## BEGIN TASK INPUTS

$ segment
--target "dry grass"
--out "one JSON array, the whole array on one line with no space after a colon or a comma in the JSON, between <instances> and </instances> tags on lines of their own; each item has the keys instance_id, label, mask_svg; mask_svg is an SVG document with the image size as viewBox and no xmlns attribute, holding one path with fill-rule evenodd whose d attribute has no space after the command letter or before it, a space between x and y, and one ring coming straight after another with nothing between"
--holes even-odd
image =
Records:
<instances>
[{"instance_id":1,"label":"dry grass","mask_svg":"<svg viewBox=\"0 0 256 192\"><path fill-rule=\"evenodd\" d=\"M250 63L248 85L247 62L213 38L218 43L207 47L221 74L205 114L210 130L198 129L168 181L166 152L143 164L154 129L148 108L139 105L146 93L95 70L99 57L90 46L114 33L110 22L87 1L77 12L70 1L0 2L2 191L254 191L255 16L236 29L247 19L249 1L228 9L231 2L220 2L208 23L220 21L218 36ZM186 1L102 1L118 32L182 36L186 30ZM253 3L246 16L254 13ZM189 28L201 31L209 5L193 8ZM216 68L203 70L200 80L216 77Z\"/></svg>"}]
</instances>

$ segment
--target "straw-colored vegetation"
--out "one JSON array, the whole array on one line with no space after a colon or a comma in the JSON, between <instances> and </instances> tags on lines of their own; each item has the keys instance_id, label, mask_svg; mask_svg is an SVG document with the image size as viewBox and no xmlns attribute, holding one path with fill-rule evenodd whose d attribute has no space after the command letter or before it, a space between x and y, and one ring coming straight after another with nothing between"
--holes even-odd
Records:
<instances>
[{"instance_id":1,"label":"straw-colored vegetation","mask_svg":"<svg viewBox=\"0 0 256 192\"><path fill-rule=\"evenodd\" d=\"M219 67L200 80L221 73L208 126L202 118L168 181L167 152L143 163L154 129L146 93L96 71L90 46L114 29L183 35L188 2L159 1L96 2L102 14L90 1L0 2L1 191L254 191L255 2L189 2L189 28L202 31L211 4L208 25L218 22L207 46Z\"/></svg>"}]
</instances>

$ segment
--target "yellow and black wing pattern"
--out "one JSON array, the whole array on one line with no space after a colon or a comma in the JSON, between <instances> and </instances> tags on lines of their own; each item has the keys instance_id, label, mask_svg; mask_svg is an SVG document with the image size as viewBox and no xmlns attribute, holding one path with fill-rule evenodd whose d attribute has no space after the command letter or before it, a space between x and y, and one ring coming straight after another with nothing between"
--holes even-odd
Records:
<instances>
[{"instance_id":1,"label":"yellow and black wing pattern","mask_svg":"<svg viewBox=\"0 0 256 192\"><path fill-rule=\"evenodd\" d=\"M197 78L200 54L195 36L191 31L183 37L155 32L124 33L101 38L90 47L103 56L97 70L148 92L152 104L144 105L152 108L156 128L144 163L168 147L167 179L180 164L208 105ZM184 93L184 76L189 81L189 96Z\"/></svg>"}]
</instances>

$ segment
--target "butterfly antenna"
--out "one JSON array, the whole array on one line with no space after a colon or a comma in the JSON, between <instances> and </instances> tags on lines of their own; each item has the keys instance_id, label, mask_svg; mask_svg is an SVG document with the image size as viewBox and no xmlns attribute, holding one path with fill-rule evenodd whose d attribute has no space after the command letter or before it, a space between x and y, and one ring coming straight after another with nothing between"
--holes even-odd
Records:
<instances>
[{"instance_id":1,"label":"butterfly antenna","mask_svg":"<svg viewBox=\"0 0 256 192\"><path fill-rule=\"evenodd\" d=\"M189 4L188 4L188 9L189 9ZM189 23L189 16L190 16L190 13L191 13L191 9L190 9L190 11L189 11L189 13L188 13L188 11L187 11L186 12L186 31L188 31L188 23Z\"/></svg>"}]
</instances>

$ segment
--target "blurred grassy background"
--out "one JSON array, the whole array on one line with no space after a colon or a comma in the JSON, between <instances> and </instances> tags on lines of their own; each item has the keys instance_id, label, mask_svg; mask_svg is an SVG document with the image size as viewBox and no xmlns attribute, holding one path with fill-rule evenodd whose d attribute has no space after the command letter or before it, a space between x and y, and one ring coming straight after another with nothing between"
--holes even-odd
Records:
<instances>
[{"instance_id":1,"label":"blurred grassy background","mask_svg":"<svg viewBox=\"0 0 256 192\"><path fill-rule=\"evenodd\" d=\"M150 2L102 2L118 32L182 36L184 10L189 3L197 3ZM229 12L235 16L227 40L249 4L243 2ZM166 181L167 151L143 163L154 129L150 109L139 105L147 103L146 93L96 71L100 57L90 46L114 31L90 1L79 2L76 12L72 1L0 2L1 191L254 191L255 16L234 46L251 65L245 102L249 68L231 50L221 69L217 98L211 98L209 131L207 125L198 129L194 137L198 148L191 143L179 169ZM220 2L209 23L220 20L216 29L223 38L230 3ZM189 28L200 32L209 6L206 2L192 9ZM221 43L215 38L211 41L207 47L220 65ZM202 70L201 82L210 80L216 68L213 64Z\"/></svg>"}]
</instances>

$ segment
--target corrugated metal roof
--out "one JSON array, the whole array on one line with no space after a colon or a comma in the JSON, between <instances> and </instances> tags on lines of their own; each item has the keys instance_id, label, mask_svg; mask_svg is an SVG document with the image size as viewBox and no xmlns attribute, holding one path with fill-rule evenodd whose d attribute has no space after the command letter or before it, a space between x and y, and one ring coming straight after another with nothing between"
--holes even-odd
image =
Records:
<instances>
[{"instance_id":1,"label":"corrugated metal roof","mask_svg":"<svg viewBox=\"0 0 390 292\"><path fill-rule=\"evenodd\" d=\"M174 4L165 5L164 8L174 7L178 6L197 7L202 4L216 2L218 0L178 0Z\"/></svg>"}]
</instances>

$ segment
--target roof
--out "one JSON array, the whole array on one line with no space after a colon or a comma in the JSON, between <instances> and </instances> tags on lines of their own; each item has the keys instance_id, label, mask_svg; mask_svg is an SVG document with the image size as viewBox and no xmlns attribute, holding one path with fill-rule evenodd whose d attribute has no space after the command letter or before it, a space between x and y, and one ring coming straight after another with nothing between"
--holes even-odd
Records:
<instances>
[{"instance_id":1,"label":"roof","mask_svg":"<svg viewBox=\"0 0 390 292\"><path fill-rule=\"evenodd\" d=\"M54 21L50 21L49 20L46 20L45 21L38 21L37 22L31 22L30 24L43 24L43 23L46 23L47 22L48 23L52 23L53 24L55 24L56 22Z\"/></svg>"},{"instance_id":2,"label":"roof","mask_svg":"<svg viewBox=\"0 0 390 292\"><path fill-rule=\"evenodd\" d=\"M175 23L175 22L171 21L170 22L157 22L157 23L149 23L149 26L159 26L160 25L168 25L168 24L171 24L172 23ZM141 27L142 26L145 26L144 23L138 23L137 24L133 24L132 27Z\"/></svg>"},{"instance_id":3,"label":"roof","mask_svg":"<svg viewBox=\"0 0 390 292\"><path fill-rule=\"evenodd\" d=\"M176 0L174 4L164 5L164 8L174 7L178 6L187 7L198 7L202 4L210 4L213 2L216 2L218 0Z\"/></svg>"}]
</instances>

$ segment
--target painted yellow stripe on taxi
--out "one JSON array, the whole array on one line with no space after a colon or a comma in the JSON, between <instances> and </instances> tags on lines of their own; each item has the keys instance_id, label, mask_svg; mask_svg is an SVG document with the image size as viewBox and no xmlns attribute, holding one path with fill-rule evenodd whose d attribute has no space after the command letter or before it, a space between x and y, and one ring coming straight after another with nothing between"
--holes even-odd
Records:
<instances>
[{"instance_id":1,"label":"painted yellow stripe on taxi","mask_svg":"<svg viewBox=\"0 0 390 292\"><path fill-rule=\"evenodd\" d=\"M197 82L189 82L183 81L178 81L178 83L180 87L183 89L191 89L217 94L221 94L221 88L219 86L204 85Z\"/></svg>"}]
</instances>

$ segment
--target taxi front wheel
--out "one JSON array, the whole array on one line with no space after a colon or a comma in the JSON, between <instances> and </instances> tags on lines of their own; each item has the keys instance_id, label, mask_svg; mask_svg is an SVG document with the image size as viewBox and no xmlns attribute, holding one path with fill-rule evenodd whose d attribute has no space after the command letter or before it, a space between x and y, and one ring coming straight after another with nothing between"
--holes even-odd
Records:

## END TASK INPUTS

**TO BE DONE:** Show every line of the entries above that contains the word "wing", treating uppercase and lowercase letters as distinct.

**SOLUTION TO THIS EXERCISE:**
--target "yellow and black wing pattern"
[{"instance_id":1,"label":"yellow and black wing pattern","mask_svg":"<svg viewBox=\"0 0 256 192\"><path fill-rule=\"evenodd\" d=\"M197 78L200 54L195 36L191 31L183 37L155 32L124 33L101 38L90 47L103 56L97 70L148 92L152 104L144 105L152 108L156 128L144 163L168 147L167 179L180 164L208 105ZM184 93L184 76L189 81L189 96Z\"/></svg>"}]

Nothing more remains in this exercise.